Tasks:
• a. Answer these questions using the SMSF property rules article below:
(i) At what maximum rate does it say rental income is taxed?
(ii) What payment does it cite as an instance of a possible cash-flow problem?
(iii) For what purpose must the property be owned under the sole-purpose test?
• b. Extend the SMSF property rules article below, starting after its final sentence.

Property Investment?

October 8, 2012

SMSF Property Rules

by Andrew Frith

Considered in isolation, the tax advantages of holding property inside a self-managed superannuation fund (SMSF) seem to make this a no-brainer. Rental income taxed at no more than 15 per cent? Low or no capital gains tax when you sell? Where do I sign?

What’s more, there’s a view that continued low interest rates are waking the property market from its recent slumber. 

With that in mind, let’s consider five questions you should ask before deciding whether your SMSF should take the plunge into property.


What percentage of the fund’s assets would end up in property?

Direct property is “lumpy” and relatively illiquid and it may not be wise to end up with, say, 80 or more per cent of assets devoted to one investment. This may not tally with your fund’s documented investment strategy and it could cause cash-flow problems (when it comes time to pay lump-sum death benefits, for instance). That said, adding property to your portfolio can have diversification benefits.

Do you want to be able to use the property?

Under the sole-purpose test in superannuation law, the property must be owned purely for the purpose of investing for retirement. Sorry, but you can’t have the personal benefit of living in it, using it as a holiday home or leasing it to family or friends.

Image object location entries
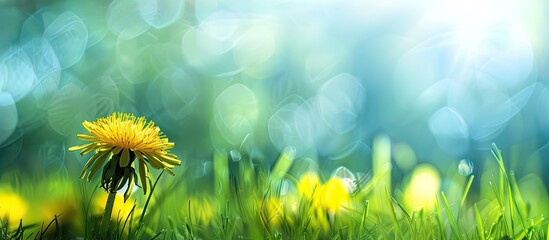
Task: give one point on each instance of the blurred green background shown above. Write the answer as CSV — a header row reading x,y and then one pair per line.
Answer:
x,y
441,79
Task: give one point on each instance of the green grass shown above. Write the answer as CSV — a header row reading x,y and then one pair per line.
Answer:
x,y
246,202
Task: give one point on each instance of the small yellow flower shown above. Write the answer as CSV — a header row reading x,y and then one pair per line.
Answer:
x,y
12,206
126,138
334,195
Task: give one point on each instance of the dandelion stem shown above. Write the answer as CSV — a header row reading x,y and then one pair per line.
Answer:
x,y
107,215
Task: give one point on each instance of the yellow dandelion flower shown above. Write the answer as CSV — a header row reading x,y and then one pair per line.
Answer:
x,y
334,195
124,137
13,207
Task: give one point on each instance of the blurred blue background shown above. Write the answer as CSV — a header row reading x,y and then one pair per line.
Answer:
x,y
442,79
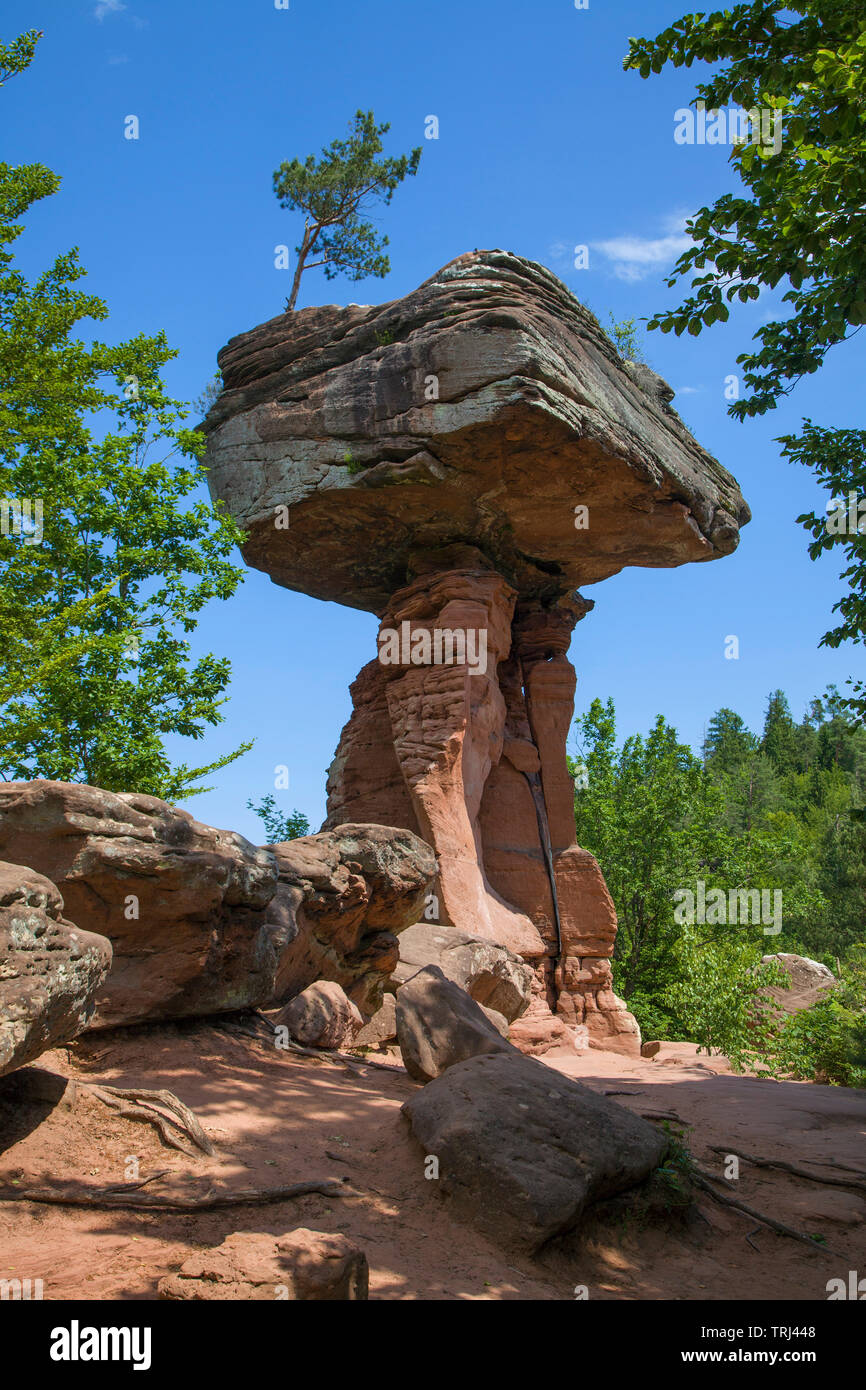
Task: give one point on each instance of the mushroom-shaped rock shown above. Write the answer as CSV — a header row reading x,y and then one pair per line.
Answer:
x,y
483,407
458,462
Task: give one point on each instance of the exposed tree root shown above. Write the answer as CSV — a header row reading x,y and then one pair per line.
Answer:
x,y
794,1169
705,1180
129,1197
134,1104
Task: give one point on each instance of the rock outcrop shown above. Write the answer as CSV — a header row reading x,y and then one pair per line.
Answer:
x,y
321,1016
305,1265
49,969
495,977
348,893
438,1026
458,462
809,982
203,922
523,1150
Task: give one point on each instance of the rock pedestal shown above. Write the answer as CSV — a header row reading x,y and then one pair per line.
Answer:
x,y
459,462
470,755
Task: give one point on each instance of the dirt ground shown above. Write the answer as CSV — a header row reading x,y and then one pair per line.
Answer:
x,y
280,1118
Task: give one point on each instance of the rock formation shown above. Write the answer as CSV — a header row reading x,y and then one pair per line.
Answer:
x,y
458,462
203,922
496,979
439,1025
49,969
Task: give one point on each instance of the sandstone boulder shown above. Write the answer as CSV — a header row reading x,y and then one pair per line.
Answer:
x,y
202,920
321,1016
499,1020
494,976
382,1026
182,904
495,405
809,982
438,1026
49,969
524,1150
303,1265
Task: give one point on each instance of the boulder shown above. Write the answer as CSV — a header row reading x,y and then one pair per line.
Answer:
x,y
382,1026
182,904
438,1026
809,982
494,976
49,969
202,920
321,1016
523,1150
499,1020
349,891
305,1265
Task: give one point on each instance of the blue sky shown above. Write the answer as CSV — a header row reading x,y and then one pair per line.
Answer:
x,y
544,143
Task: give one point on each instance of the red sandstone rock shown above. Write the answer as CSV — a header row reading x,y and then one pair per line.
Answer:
x,y
49,969
203,922
321,1016
305,1265
495,409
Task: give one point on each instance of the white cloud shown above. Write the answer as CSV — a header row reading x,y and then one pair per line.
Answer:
x,y
634,257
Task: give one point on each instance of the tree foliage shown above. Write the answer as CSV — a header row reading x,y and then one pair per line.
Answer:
x,y
804,223
95,667
798,224
777,811
332,192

Written responses:
• a.
(i) No more than 15 per cent.
(ii) Lump-sum death benefits.
(iii) Purely for the purpose of investing for retirement.

• b.
Does it qualify as business real property?

On the other hand, an SMSF can buy business real property from fund members, and fund members (or relatives of fund members) can use that asset as long as the lease is a typical commercial lease and at market rent.

Does the property need work?

If so, you’ll need to make yourself familiar with the rules regarding repairs versus improvements. SMSFs are permitted to borrow to maintain or repair a property, but they’re not able to borrow to “improve” a property. And sometimes the difference between those two isn’t black and white.

Will you need to borrow?

Bear in mind that SMSF borrowing arrangements are more complex than those outside super. You’ll need specialist advice on, among other things, setting up a “bare trust”.  The positive side is that the tax benefits inside super should mean the debt is repaid sooner.

As with any investment earnings inside super, the maximum rate of tax your fund will pay on rental income is 15 per cent, or zero if you’ve retired and the fund has switched into the pension phase.

If the SMSF holds the property for more than a year, it will pay a maximum 10 per cent capital gains tax on the net appreciation in the property’s value or, again, zero per cent in the pension phase.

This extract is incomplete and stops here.